Task brief: Reproduce the following items word for word, leaving out the pictures.

-------- Record list

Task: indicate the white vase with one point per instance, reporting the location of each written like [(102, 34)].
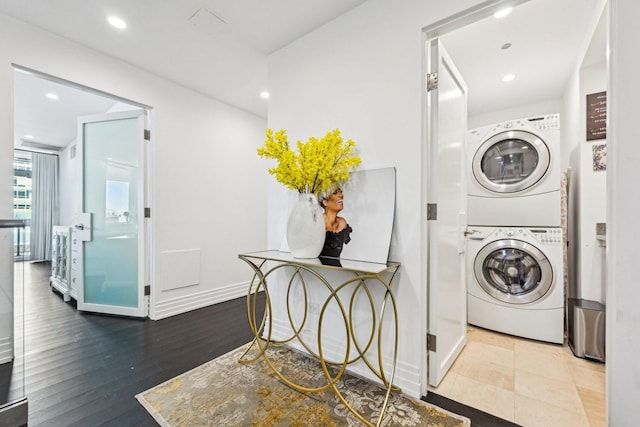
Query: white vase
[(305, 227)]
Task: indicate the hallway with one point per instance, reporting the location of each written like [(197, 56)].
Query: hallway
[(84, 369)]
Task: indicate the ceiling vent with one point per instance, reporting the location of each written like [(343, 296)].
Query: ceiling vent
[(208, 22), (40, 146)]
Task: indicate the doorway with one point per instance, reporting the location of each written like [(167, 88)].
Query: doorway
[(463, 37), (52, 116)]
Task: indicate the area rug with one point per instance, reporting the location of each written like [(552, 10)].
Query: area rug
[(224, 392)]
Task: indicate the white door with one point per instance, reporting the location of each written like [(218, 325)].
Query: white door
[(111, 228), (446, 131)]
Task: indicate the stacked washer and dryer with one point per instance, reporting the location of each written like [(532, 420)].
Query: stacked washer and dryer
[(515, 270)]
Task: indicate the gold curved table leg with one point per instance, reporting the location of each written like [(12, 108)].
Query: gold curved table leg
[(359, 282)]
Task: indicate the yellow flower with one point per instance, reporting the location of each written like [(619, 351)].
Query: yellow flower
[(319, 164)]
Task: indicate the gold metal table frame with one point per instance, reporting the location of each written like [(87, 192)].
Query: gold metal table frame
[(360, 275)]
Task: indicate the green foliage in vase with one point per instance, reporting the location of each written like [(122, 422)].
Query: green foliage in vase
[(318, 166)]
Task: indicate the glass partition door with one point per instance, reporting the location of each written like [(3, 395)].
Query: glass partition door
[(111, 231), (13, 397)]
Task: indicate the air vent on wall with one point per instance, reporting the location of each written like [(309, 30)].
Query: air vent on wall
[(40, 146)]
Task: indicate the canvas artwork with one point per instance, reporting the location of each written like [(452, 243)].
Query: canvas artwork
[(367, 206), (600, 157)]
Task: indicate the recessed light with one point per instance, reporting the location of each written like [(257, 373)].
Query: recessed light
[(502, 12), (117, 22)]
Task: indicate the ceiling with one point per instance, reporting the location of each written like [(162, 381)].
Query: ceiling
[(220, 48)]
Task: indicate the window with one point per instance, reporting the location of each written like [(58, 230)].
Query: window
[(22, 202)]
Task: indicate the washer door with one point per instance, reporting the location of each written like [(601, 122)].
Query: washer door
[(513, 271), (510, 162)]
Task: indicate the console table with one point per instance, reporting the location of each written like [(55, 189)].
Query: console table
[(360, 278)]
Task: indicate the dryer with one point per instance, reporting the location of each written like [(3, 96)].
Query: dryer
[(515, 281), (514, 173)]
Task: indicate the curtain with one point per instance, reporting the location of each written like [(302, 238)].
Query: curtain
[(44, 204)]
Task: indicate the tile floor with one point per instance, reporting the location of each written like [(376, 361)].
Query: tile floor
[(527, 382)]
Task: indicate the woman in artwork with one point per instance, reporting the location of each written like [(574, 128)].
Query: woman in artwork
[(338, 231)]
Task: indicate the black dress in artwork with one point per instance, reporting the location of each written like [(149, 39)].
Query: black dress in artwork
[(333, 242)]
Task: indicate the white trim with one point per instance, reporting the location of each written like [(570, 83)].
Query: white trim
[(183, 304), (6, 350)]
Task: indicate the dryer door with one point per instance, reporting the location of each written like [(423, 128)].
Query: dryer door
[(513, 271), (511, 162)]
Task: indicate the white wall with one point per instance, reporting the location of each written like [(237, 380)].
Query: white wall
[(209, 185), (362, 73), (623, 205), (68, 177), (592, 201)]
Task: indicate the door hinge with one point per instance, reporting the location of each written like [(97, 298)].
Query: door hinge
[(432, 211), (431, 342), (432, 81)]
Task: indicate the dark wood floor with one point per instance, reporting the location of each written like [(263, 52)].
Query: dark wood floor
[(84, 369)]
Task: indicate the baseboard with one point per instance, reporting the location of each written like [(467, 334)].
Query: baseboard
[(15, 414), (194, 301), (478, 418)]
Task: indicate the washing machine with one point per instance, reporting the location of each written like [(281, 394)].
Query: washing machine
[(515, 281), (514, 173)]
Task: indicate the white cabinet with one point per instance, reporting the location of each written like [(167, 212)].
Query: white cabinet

----------------

Answer to the exercise:
Task: indicate the white vase with one point per instance, reporting the location of each written like [(102, 34)].
Query: white vase
[(305, 227)]
Task: indicate the hallway with one point per instance, reporting the location of each written like [(197, 56)].
Query: hallway
[(84, 369)]
Task: indicate the ceiling vent with one point per instance, reporting the location of each written like [(343, 296)].
Query: ceiling vent
[(208, 22), (40, 146)]
Task: indicate the doorway with one point per instance, reporting the location of each written like [(167, 88)].
Query: doorway
[(463, 37), (52, 116)]
Task: indicate the area rug with one point per instance, reporting the location of each written like [(552, 10)].
Query: area rug
[(224, 392)]
Task: indicate the white door with one point per instance, reporting the location of each written like [(218, 325)].
Query: white door
[(111, 228), (446, 131)]
Task: indicate the stacked washer and dryer with one point per instance, reporting the location of each written like [(532, 420)].
Query: stacked washer and dryer
[(515, 270)]
Task: indicate the gold curved table leg with one point per instance, reporting the location of each written like [(12, 108)].
Query: gold curved table leg
[(359, 282)]
Task: indicate the yellow flower with one point per instance, reporting the location of each written like [(619, 351)].
Query: yellow flower
[(319, 164)]
Task: indicate the gold metal table frame with one point per instance, reporting the location of each written like [(87, 192)].
Query: gold metal table frame
[(360, 275)]
Task: indicate the green foliage in vase with one point per instance, reporting the location of each written like [(122, 422)].
Query: green foliage in vase
[(318, 166)]
Task: indicate the glass partition door with one point per instance, reporting the location of each written like [(3, 395)].
Query: glass partition door
[(111, 231), (13, 397)]
Task: indicate the air vent on wall with one point per instance, reporting the location of each written like [(309, 30)].
Query: air vent on wall
[(40, 146)]
Task: indicate the canvas artwork with one point per instance, reporting the location of each written like [(452, 243)].
Query: canvas artwork
[(367, 206), (600, 157)]
Task: indicate the recessed light with one point per instance, reporting the location of each written like [(257, 373)].
Query: recessed light
[(502, 12), (117, 22)]
Task: indicate the ceiling with one point per instance, reporting the location of each written like [(162, 381)].
Query: ceiling
[(220, 48)]
Task: indicate the window with one point per instance, reporting the location of each written like [(58, 230)].
Query: window
[(22, 202)]
Task: indicate the washer door with one point per instance, reporting the location of each written like [(601, 122)].
Query: washer door
[(513, 271), (510, 162)]
Task: indicate the console table with one point per instance, reporting the location of each written like [(55, 189)].
Query: console table
[(360, 278)]
Task: indicate the dryer with one point per instance, reporting the location of each written like [(3, 96)].
Query: dryer
[(515, 281), (514, 173)]
Task: indicate the curtain with one point per instance, reporting the location of each written like [(302, 238)].
Query: curtain
[(44, 204)]
Task: indicate the tile floor with one point per instance, reporting the location of each written like [(376, 361)].
Query: tile floor
[(527, 382)]
Task: indicate the woman in artwork with one point per instance, reporting the location of each written like [(574, 128)].
Query: woman in artwork
[(338, 231)]
Task: indicate the black dress in artwork with one point per instance, reporting the location of each written like [(149, 39)].
Query: black dress in artwork
[(333, 242)]
Task: indicate the white trim with one point per instance, reporting the location of each written like [(570, 83)].
Query: white trim
[(183, 304), (6, 350)]
Task: indicate the dryer door with one point per instance, reporting the location of each written like [(423, 128)].
Query: dryer door
[(513, 271), (511, 162)]
Task: indicate the white wall with one point per instance, reporting the location of each written like [(237, 380)].
Query: white wall
[(209, 185), (362, 73), (623, 205), (68, 177), (592, 201)]
Task: indicate the door hinge with one point per instance, reporting the location of each written like [(97, 298)].
Query: door hinge
[(432, 211), (431, 342), (432, 81)]
Task: indicate the dark wood floor with one point per instance, reporting the location of each written like [(263, 52)].
Query: dark wood floor
[(84, 369)]
Task: indicate the baseboard with one point per instance, reporting the location of each written like [(467, 334)].
Query: baseboard
[(15, 414), (194, 301), (478, 418)]
Task: indicate the washing machine with one point per instance, reporting the location of each written like [(281, 394)].
Query: washing machine
[(515, 281), (514, 173)]
Task: indicate the white cabinet with one point per instance, reporting the location of each written like [(167, 212)].
Query: white cabinet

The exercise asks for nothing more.